Exercise details:
Rewrite the lines below, renaming every "sample" to "reference" and keeping everything else the same.

A block of data:
════════════════

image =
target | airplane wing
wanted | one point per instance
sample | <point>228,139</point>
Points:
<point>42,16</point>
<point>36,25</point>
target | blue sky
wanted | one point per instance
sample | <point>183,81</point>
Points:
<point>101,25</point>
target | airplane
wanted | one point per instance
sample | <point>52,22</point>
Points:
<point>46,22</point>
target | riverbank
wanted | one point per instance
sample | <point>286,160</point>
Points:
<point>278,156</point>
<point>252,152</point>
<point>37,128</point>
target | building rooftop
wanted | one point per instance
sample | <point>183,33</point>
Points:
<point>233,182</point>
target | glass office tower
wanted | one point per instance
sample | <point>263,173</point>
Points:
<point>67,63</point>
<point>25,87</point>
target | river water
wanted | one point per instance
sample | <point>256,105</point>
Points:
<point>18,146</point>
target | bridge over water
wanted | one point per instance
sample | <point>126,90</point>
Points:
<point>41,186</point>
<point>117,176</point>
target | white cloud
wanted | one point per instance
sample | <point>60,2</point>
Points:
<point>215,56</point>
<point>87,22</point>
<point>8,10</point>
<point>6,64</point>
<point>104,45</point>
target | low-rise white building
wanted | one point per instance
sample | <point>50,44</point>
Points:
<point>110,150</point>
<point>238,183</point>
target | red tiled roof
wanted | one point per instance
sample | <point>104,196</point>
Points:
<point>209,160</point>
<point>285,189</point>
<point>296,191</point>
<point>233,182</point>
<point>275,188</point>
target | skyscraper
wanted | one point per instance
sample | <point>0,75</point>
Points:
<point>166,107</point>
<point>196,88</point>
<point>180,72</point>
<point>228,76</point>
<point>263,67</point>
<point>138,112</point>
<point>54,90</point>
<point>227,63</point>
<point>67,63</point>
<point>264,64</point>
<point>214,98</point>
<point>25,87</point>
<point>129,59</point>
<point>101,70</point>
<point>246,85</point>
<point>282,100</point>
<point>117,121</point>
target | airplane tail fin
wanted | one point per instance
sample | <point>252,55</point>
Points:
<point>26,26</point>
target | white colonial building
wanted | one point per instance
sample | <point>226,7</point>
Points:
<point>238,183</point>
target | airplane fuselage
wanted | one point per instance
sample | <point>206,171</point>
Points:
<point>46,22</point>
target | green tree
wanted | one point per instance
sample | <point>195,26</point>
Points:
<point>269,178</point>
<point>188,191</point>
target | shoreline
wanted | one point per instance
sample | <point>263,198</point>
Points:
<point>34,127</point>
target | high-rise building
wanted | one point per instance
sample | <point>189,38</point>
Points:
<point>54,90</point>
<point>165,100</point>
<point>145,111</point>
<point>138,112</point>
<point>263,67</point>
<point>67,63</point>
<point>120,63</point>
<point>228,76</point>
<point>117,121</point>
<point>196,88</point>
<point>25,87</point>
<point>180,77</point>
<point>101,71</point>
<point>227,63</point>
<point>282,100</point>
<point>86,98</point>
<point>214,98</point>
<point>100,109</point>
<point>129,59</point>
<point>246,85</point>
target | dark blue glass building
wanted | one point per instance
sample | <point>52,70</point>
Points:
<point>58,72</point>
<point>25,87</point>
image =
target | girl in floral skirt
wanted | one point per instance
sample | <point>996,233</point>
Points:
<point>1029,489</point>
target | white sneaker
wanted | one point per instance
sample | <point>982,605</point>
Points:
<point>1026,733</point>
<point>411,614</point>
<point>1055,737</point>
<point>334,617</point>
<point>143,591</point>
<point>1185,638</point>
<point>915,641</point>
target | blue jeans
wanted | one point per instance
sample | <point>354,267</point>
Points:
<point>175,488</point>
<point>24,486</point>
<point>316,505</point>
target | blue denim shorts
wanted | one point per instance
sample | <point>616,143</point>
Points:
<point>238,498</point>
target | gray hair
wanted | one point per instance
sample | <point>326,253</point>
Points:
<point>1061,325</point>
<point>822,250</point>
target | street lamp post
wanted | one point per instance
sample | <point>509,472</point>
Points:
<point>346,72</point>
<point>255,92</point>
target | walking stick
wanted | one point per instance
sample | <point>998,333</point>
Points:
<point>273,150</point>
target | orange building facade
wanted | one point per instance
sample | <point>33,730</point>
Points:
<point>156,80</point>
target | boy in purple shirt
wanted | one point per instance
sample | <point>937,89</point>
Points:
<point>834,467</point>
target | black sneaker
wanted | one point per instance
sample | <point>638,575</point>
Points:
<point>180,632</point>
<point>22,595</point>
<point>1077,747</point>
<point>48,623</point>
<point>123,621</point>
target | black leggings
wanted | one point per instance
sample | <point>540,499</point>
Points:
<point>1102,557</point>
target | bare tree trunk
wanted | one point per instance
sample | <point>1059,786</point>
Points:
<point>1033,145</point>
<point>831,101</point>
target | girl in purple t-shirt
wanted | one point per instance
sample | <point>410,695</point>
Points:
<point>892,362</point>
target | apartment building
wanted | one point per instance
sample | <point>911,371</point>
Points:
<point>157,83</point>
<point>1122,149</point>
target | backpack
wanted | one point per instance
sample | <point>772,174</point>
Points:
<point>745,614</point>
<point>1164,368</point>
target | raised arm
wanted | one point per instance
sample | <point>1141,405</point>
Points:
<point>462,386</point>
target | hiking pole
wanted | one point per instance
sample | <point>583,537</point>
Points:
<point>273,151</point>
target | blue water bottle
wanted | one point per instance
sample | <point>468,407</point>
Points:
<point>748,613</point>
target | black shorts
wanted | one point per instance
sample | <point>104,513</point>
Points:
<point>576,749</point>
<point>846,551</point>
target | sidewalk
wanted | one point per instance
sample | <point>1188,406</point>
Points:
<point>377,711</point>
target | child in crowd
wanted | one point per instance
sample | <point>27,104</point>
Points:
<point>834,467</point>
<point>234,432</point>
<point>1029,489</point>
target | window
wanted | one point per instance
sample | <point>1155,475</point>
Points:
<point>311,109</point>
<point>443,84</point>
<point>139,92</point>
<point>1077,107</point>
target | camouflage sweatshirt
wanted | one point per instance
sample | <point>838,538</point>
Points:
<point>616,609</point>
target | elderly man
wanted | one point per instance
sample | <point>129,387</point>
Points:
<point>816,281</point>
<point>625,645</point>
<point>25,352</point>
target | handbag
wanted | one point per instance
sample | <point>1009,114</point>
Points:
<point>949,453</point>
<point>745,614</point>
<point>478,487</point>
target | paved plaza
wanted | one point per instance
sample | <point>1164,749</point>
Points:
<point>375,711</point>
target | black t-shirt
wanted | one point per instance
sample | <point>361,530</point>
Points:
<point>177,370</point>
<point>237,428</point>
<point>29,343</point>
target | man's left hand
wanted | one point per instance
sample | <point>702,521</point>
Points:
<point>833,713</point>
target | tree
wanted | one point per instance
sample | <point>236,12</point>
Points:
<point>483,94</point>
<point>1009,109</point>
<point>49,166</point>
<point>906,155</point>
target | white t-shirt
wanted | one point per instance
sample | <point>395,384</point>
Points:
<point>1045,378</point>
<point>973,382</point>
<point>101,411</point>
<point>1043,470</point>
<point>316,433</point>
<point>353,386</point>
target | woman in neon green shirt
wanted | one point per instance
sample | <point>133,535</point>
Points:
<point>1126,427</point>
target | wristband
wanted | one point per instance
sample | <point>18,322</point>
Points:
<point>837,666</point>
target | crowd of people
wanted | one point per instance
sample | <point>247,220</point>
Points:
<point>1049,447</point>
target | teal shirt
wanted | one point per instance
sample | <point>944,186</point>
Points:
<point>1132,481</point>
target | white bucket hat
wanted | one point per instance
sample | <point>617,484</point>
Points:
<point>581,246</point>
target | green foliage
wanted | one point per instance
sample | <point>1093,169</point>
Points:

════════════════

Task answer:
image =
target | airplane wing
wanted | one point per instance
reference | <point>228,139</point>
Points:
<point>42,16</point>
<point>36,25</point>
target | blue sky
wanted | one point per instance
reference | <point>183,81</point>
Points:
<point>101,25</point>
target | airplane
wanted | one point per instance
reference | <point>52,22</point>
Points:
<point>46,22</point>
target | riverbank
wanted | one point per instance
reference | <point>286,160</point>
Points:
<point>278,156</point>
<point>252,152</point>
<point>37,128</point>
target | building rooftop
wanted | one point per instance
reference | <point>183,33</point>
Points:
<point>233,182</point>
target | glass office tower
wanted | one point per instance
reference | <point>263,173</point>
Points:
<point>67,63</point>
<point>25,87</point>
target | river water
wanted | one point per instance
reference | <point>256,105</point>
Points:
<point>18,146</point>
target | bridge over water
wanted | one point per instance
reference | <point>126,90</point>
Points:
<point>41,186</point>
<point>117,176</point>
target | white cloud
wanted | one point per instance
reference | <point>60,2</point>
Points:
<point>215,56</point>
<point>87,22</point>
<point>8,10</point>
<point>6,64</point>
<point>104,45</point>
target | low-rise white building
wanted | one point per instance
reference | <point>50,44</point>
Points:
<point>110,150</point>
<point>238,183</point>
target | red tiled roof
wanted | one point per instance
reference | <point>104,196</point>
Points:
<point>209,160</point>
<point>285,189</point>
<point>296,191</point>
<point>233,182</point>
<point>275,188</point>
target | skyscraper
wanted | one point per instance
reference | <point>0,75</point>
Points:
<point>166,107</point>
<point>196,88</point>
<point>180,72</point>
<point>228,76</point>
<point>263,67</point>
<point>138,112</point>
<point>54,90</point>
<point>227,63</point>
<point>67,63</point>
<point>264,64</point>
<point>214,98</point>
<point>25,87</point>
<point>129,59</point>
<point>101,70</point>
<point>246,85</point>
<point>282,100</point>
<point>117,121</point>
target | airplane tail fin
wanted | one point per instance
reference | <point>252,55</point>
Points:
<point>26,26</point>
target | white colonial building
wanted | one point per instance
reference | <point>226,7</point>
Points:
<point>238,183</point>
target | airplane fuselage
wanted | one point per instance
reference | <point>206,171</point>
Points:
<point>46,22</point>
target | green tree
wanted | one point per instance
reference | <point>195,26</point>
Points:
<point>269,178</point>
<point>188,191</point>
target | shoreline
wanted | one point per instance
reference | <point>263,198</point>
Points:
<point>34,127</point>
target | high-rise building
wanted | one point per instance
reference | <point>189,38</point>
Points:
<point>54,90</point>
<point>165,100</point>
<point>145,111</point>
<point>138,112</point>
<point>263,67</point>
<point>67,63</point>
<point>120,63</point>
<point>228,76</point>
<point>117,121</point>
<point>196,88</point>
<point>25,87</point>
<point>180,77</point>
<point>101,71</point>
<point>227,63</point>
<point>282,100</point>
<point>86,98</point>
<point>214,98</point>
<point>100,109</point>
<point>129,59</point>
<point>246,85</point>
target | dark blue glass building
wanted | one point per instance
reference | <point>52,70</point>
Points:
<point>58,72</point>
<point>25,87</point>
image =
target | girl in floral skirt
wanted | one point per instance
reference | <point>996,233</point>
Points:
<point>1029,489</point>
target | white sneaker
wanted | one point per instance
reference | <point>982,605</point>
Points:
<point>1026,733</point>
<point>411,614</point>
<point>1055,737</point>
<point>334,617</point>
<point>143,591</point>
<point>1185,638</point>
<point>915,641</point>
target | blue jeans
wanted | one point per instance
reference | <point>354,267</point>
Points:
<point>175,488</point>
<point>24,486</point>
<point>316,505</point>
target | blue denim shorts
wanted | one point per instance
reference | <point>616,143</point>
Points:
<point>238,498</point>
target | gray hair
wanted | one point per instance
reference | <point>326,253</point>
Points:
<point>1061,325</point>
<point>822,250</point>
target | street lamp post
wanted | one point per instance
reference | <point>509,472</point>
Points:
<point>346,72</point>
<point>255,92</point>
target | walking stick
wanted | one point per instance
reference | <point>998,333</point>
Points:
<point>273,150</point>
target | orange building facade
wanted | one point per instance
reference | <point>33,730</point>
Points:
<point>156,80</point>
target | boy in purple shirt
wanted | one point per instance
reference | <point>937,89</point>
Points:
<point>834,467</point>
target | black sneaker
wanted | one point per instance
reference | <point>638,575</point>
Points:
<point>180,632</point>
<point>22,595</point>
<point>1077,747</point>
<point>48,623</point>
<point>123,621</point>
target | black leggings
wanted | one point per instance
reference | <point>540,499</point>
Points:
<point>1102,557</point>
target | bare tree trunk
wanted | one point per instance
reference | <point>1059,786</point>
Points:
<point>1033,145</point>
<point>831,101</point>
target | girl in purple t-shirt
wanted | one point per instance
reference | <point>410,695</point>
Points:
<point>892,362</point>
target | apartment building
wanted | one point per instance
reference | <point>911,371</point>
Points:
<point>157,83</point>
<point>1122,149</point>
target | backpack
wanted | one point per instance
reference | <point>772,174</point>
Points:
<point>745,614</point>
<point>1164,368</point>
target | raised arm
wanted | one point per instance
reference | <point>1141,405</point>
Points:
<point>462,386</point>
target | hiking pole
wanted | one point per instance
reference | <point>583,537</point>
Points:
<point>273,151</point>
target | blue water bottle
wanted | one point per instance
reference | <point>468,407</point>
Points:
<point>748,613</point>
target | black shorts
wanted | one point per instance
reference | <point>104,513</point>
Points:
<point>576,749</point>
<point>846,551</point>
target | sidewalk
wanted | one point per instance
reference | <point>1188,406</point>
Points:
<point>377,711</point>
target | child in crowd
wanted | one point per instance
reference | <point>27,104</point>
Points:
<point>834,467</point>
<point>234,432</point>
<point>1029,489</point>
target | window
wanted | one point per instance
reference | <point>1155,475</point>
Points:
<point>311,109</point>
<point>443,84</point>
<point>139,92</point>
<point>1077,107</point>
target | camouflage sweatshirt
wanted | one point per instance
reference | <point>838,538</point>
Points:
<point>616,609</point>
target | elderly man
wanted | one point per instance
reference | <point>129,387</point>
Points:
<point>816,281</point>
<point>625,645</point>
<point>25,352</point>
target | handbag
wanted | one point per instance
reference | <point>1009,114</point>
Points:
<point>949,453</point>
<point>745,614</point>
<point>478,487</point>
target | paved plaza
wanted | one point per instance
reference | <point>1164,749</point>
Points:
<point>375,711</point>
target | black t-shirt
wanted | one point per instance
reference | <point>361,530</point>
Points:
<point>177,370</point>
<point>237,428</point>
<point>29,343</point>
target | man's left hand
wanted | one point per instance
reference | <point>702,521</point>
Points:
<point>833,713</point>
target | tree
wanted | one point per instance
reference | <point>236,12</point>
Points:
<point>483,94</point>
<point>1009,109</point>
<point>49,166</point>
<point>906,155</point>
target | white t-shirt
wanted | one point per instance
reference | <point>395,384</point>
Points:
<point>1045,378</point>
<point>973,382</point>
<point>101,411</point>
<point>1043,470</point>
<point>316,433</point>
<point>353,386</point>
target | woman in neon green shirt
wanted | one point per instance
reference | <point>133,535</point>
Points:
<point>1126,427</point>
target | wristband
wanted | one point per instance
reference | <point>18,322</point>
Points:
<point>837,666</point>
target | crowd of people
wanted | one point per instance
reference | <point>247,220</point>
Points:
<point>1049,447</point>
target | teal shirt
wanted | one point per instance
reference | <point>944,186</point>
Points:
<point>1132,481</point>
target | white bucket hat
wanted | one point per instance
reference | <point>617,484</point>
Points:
<point>581,246</point>
target | green foliage
wanted | one point per instance
reference | <point>1093,169</point>
Points:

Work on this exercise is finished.